### OBJECTIVE
Substitute "bill" for "beak" in the rows from the line holding "Locate the bird's" through the end of the rows, inclusive, and reproduce only those lines with everything else left as is.

### DATA PROVIDED

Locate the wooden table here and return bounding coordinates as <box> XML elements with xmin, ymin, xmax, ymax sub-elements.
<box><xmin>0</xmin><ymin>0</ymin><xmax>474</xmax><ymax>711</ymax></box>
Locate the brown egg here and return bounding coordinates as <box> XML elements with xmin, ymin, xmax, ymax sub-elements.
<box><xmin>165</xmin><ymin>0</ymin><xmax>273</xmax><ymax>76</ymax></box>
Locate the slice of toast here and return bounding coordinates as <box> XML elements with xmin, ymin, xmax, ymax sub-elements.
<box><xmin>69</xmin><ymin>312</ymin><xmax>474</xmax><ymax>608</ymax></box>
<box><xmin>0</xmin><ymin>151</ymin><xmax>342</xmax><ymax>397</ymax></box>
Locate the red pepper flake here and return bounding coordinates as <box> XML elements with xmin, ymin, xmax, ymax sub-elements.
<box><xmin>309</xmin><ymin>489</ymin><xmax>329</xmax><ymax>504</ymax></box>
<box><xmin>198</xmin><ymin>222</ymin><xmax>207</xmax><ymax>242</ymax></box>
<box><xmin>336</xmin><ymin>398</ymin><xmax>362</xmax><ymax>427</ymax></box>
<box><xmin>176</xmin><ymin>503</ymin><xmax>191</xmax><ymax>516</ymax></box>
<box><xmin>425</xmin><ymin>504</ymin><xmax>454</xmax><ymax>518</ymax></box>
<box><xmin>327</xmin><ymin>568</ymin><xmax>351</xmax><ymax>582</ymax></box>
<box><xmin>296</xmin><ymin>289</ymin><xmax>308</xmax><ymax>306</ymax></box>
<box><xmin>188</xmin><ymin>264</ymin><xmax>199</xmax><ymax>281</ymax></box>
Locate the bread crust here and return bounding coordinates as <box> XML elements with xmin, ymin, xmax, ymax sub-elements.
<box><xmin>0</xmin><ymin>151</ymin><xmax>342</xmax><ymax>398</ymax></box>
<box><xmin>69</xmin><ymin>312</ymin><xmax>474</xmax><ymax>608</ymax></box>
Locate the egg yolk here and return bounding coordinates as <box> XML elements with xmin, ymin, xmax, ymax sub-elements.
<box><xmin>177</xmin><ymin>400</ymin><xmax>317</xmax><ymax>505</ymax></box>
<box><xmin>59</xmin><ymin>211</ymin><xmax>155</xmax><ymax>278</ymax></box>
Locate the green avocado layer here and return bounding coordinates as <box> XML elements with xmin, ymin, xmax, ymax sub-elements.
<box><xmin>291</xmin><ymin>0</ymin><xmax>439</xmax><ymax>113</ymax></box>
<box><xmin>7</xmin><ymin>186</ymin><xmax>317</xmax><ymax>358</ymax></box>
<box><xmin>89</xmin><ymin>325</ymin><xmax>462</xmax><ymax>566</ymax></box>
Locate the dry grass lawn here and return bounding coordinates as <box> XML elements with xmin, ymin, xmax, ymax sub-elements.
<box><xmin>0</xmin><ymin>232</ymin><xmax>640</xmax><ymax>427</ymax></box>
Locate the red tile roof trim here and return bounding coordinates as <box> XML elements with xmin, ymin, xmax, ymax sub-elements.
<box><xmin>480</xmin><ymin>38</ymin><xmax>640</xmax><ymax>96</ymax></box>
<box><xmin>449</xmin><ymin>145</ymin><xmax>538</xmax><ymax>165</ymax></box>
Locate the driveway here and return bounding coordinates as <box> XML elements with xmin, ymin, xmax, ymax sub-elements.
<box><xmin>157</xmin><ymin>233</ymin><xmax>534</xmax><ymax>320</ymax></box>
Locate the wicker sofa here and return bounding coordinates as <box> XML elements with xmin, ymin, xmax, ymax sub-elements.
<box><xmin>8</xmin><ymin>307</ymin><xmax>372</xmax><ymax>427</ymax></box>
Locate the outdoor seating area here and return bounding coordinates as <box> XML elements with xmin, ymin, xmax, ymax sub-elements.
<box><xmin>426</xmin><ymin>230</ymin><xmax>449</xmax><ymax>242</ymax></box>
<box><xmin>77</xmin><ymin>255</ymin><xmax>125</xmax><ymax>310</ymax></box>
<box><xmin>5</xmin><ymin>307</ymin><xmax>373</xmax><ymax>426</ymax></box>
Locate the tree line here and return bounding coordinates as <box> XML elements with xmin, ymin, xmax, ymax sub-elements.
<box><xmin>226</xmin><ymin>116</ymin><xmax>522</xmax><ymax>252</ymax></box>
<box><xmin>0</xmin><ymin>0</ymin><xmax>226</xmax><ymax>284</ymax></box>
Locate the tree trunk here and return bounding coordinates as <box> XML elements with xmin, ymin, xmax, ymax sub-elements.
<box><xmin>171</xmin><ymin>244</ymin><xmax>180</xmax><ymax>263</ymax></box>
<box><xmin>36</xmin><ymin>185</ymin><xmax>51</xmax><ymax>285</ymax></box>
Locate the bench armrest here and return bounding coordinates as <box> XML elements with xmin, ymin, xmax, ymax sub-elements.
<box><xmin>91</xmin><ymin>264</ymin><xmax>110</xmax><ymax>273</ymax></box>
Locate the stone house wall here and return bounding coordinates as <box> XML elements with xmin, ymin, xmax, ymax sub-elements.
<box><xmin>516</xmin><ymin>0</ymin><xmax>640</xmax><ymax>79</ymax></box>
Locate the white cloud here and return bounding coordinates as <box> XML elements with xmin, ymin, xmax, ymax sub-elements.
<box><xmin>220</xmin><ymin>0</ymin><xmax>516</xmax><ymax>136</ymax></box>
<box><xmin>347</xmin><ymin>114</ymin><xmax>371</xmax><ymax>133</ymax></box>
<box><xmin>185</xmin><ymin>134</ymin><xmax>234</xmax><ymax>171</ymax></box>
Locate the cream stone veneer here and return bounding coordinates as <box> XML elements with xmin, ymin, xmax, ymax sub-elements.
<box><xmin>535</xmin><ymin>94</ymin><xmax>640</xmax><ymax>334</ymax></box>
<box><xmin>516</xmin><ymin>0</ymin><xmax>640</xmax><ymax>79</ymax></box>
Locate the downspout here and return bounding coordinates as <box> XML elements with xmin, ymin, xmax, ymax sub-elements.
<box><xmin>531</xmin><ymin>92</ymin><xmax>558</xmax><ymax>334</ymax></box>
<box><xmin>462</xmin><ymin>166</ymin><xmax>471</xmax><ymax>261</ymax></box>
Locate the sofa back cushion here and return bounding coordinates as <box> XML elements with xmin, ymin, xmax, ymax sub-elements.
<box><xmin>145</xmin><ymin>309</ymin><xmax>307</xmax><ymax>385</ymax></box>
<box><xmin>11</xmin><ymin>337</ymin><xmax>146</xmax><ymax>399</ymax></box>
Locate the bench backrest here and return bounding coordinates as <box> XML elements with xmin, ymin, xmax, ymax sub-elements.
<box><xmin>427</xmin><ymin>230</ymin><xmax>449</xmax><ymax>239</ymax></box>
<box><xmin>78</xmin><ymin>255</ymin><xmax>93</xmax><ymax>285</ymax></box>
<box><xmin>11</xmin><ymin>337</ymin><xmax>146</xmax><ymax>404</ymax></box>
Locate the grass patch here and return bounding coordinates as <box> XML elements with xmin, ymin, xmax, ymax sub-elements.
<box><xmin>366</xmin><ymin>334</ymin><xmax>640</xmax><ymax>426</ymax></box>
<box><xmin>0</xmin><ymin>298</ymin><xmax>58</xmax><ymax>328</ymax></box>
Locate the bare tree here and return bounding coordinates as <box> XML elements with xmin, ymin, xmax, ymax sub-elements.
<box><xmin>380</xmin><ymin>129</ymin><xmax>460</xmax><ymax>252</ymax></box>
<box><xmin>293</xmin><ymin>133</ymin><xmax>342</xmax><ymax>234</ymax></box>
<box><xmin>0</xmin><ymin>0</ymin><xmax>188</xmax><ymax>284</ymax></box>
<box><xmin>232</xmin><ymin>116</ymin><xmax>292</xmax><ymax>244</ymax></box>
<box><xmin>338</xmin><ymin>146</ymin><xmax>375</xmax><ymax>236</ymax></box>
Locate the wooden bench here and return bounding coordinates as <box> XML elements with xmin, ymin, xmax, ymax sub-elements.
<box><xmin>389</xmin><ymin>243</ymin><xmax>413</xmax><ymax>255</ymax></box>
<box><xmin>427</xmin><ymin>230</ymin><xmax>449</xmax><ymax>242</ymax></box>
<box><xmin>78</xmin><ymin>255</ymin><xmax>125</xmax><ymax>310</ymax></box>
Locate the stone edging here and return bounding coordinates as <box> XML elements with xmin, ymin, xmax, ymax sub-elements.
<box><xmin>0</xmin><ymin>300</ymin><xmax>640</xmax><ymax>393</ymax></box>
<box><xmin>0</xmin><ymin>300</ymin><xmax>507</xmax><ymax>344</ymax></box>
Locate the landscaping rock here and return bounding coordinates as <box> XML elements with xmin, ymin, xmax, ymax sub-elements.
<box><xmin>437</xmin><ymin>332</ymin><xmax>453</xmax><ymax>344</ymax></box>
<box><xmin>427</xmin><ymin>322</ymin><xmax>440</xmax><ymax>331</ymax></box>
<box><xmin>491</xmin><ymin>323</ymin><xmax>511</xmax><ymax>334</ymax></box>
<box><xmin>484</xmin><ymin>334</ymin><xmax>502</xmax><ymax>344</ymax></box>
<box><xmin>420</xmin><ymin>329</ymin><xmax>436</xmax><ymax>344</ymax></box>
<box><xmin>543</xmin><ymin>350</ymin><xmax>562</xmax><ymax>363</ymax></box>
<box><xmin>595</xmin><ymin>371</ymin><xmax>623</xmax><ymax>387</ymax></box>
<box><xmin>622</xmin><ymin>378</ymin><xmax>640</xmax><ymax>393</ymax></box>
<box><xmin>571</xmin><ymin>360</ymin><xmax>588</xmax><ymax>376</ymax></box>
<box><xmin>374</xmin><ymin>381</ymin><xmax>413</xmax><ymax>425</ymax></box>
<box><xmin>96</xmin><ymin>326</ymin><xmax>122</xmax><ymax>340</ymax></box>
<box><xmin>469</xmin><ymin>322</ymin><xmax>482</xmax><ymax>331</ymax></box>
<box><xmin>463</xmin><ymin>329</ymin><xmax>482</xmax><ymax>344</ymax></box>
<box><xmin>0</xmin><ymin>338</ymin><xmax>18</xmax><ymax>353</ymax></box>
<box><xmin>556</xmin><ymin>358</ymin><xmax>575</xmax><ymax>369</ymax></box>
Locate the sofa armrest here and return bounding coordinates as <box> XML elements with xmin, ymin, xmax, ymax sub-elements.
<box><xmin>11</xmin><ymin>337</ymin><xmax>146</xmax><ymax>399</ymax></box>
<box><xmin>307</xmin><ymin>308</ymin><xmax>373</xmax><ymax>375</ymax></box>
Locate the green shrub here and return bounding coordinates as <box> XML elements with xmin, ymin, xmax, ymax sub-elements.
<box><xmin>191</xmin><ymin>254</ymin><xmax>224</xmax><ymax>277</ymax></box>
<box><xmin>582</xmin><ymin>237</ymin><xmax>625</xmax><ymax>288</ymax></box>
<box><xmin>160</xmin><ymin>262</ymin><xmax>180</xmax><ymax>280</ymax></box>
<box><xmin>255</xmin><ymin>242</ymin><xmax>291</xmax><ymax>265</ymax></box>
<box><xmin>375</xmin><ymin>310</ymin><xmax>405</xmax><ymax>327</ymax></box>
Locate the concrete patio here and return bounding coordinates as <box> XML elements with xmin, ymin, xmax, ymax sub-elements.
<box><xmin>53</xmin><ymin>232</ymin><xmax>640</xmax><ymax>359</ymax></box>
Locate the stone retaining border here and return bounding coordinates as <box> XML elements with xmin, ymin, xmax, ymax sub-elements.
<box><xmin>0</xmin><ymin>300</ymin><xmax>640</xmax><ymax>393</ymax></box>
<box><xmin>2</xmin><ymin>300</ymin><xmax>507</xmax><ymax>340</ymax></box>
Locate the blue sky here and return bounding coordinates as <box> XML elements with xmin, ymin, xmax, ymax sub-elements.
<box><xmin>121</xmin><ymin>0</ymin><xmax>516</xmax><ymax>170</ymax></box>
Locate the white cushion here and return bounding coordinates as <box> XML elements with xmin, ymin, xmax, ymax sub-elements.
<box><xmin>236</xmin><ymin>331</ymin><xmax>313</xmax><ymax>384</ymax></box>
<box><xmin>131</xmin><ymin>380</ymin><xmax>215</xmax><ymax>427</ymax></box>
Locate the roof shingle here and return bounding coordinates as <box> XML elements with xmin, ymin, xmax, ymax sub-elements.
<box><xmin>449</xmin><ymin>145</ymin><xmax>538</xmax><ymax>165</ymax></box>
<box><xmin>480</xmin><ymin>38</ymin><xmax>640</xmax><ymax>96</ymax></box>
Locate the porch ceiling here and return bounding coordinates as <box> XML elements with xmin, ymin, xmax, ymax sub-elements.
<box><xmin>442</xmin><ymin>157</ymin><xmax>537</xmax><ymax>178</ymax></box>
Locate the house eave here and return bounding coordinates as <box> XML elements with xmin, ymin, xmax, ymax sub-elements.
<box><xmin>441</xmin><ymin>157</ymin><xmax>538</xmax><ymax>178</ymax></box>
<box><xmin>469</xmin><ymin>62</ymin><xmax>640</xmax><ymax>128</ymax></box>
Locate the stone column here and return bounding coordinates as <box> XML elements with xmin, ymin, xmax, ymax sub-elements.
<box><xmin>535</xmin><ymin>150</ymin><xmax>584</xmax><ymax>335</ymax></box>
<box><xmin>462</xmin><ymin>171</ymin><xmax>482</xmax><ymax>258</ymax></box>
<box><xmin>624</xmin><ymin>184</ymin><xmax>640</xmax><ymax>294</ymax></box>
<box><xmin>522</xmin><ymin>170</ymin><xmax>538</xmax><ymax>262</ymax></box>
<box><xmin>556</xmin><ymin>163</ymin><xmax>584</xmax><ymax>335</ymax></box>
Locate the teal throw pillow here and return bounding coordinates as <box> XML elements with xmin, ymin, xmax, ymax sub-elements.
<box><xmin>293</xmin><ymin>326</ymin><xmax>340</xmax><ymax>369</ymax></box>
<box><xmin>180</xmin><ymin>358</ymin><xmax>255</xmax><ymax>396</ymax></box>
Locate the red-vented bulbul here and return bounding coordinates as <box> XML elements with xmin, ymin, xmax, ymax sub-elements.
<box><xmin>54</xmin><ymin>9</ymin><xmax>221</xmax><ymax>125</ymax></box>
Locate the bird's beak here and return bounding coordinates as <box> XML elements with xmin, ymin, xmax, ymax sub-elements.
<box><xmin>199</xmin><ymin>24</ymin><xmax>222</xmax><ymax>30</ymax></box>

### RESPONSE TO THE TASK
Locate the bird's bill here and return bounding coordinates as <box> XML elements with xmin, ymin, xmax, ymax sub-elements.
<box><xmin>199</xmin><ymin>24</ymin><xmax>222</xmax><ymax>30</ymax></box>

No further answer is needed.